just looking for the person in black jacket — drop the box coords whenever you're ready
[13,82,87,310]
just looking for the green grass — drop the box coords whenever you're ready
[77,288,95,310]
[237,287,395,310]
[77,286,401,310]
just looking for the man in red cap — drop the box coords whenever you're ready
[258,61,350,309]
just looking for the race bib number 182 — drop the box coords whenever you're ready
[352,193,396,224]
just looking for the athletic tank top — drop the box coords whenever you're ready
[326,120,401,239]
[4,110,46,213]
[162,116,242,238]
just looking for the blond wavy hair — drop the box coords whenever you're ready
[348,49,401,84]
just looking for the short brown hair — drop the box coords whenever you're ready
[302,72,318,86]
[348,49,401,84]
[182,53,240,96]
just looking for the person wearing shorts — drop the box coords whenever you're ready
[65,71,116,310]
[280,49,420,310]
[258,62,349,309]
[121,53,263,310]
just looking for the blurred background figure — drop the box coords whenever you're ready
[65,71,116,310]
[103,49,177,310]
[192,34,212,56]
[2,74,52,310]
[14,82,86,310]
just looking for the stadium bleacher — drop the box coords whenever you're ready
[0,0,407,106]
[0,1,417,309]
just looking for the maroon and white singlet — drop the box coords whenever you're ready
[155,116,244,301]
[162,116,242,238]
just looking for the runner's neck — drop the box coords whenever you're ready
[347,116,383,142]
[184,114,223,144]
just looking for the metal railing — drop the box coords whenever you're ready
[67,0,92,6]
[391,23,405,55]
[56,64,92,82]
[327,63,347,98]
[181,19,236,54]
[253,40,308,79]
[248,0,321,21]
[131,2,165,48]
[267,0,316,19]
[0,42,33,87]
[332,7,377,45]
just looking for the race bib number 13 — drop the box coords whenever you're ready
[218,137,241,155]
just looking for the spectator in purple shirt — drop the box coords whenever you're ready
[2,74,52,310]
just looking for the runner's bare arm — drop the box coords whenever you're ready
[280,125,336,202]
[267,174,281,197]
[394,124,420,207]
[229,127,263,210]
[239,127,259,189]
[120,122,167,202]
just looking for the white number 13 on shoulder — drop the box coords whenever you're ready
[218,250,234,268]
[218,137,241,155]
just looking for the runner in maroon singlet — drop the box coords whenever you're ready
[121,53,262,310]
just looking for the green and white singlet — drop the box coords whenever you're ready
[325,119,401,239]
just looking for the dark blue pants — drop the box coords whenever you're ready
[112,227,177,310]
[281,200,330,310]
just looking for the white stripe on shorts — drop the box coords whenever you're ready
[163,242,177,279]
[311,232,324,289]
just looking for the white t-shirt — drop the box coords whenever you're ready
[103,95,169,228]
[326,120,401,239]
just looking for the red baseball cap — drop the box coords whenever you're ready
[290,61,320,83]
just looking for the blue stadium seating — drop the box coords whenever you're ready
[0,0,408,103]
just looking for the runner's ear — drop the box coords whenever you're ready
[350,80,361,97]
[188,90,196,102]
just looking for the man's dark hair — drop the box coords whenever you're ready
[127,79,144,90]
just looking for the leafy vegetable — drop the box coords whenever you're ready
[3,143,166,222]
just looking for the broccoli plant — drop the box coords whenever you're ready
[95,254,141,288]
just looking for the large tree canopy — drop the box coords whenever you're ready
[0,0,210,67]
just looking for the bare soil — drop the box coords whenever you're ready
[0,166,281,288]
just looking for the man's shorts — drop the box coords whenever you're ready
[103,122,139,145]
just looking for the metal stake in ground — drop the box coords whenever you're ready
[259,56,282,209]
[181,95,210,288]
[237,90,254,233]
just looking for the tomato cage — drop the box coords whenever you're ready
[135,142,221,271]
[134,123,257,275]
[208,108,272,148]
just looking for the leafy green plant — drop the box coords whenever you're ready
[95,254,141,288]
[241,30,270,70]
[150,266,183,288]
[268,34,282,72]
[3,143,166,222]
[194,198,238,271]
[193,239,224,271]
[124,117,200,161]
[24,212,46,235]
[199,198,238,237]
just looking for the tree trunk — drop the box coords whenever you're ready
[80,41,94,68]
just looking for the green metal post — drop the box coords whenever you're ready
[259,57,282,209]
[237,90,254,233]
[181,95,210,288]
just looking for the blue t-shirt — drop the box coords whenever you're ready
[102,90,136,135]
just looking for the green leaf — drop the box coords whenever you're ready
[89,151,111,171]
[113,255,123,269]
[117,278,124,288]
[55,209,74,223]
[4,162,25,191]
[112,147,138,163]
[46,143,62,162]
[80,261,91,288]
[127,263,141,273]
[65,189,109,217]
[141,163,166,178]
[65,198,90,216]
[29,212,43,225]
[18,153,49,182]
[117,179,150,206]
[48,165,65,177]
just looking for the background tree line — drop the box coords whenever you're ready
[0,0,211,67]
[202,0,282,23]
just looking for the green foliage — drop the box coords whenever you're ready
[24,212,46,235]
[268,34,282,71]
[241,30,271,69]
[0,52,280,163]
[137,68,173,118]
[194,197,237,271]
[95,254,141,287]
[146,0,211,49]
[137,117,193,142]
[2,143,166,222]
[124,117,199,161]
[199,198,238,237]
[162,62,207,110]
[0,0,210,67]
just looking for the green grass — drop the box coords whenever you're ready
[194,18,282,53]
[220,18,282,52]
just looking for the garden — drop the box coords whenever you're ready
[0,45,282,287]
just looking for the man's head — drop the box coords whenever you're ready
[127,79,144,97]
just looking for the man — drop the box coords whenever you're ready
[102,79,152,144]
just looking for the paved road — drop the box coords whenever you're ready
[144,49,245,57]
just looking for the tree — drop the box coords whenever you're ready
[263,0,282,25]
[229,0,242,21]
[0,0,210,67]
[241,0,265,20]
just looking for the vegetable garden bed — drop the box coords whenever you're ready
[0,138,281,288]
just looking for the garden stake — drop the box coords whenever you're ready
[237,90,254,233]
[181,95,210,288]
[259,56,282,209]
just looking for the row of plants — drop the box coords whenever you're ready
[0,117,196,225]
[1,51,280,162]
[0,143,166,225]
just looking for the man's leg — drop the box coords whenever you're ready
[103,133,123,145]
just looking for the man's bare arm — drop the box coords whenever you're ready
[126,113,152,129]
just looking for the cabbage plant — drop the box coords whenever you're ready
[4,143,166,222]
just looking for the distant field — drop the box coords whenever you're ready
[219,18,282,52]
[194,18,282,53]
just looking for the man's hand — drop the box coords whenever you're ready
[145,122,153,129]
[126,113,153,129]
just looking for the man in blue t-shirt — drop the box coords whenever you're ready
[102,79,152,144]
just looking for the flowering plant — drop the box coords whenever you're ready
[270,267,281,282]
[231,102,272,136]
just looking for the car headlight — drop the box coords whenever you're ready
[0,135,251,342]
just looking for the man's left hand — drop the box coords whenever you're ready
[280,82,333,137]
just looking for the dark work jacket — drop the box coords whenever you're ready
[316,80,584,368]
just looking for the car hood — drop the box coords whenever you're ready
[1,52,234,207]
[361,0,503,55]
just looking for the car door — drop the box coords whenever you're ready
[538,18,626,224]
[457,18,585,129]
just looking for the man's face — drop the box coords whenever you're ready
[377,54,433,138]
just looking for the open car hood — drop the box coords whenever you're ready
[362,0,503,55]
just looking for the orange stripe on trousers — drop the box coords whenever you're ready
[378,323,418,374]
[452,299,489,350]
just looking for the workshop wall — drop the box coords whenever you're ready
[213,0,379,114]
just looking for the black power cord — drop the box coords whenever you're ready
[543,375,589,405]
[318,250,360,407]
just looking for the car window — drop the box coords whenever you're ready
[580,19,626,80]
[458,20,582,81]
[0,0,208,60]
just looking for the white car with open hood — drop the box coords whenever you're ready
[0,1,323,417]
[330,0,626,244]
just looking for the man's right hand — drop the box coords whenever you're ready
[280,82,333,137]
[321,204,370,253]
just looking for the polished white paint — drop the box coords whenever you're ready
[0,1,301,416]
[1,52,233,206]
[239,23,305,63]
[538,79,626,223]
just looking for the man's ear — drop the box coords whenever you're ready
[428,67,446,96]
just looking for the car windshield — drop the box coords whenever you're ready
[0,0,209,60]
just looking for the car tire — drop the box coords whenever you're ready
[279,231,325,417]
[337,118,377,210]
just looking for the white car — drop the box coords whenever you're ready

·····

> **Work order**
Print from the line containing "just looking for the dark work" to the last line above, exactly as written.

> **Output of the task**
just looking for the dark work jacket — drop the box coords whenever you're ready
[316,80,584,368]
just looking for the car hood — drop the box coords whenever you're ready
[1,52,234,207]
[361,0,503,55]
just looking for the car door — drop the box coords whenever you're ready
[538,18,626,224]
[457,18,585,129]
just looking for the man's face — drop the box coords whenever you're ready
[377,54,433,138]
just looking for the open car hood — drop the box coords whenever you're ready
[362,0,503,55]
just looking for the orange stripe on trousers — drop the box coords whenever you're ready
[378,323,418,374]
[452,299,489,350]
just looking for the workshop wall — drop the box coords whenever you're ready
[213,0,379,114]
just looking for the black power cord — drop the box coords whenever you're ready
[543,375,589,405]
[318,250,360,407]
just looking for the car window — drop the box coords whenever you're ready
[580,19,626,80]
[458,20,582,81]
[0,0,208,60]
just looking for the white car with open hood — drop the box coords whenever you're ready
[0,1,323,417]
[330,0,626,244]
just looking for the man's right hand — drop the box coords whenever you're ready
[280,82,333,137]
[321,204,370,253]
just looking for the polished white paint — drop the box coords whenever you're ready
[0,1,301,416]
[1,52,233,206]
[239,23,305,63]
[538,79,626,223]
just looking for the man's ear — drop the box coords whenever you're ready
[428,67,446,96]
just looking for the car windshield — drop the box coords whenever you're ready
[0,0,209,60]
just looking for the car tire — drop the box coords whenever you're ready
[279,231,325,417]
[337,118,377,210]
just looking for the white car — drop the box coords whenever you're ready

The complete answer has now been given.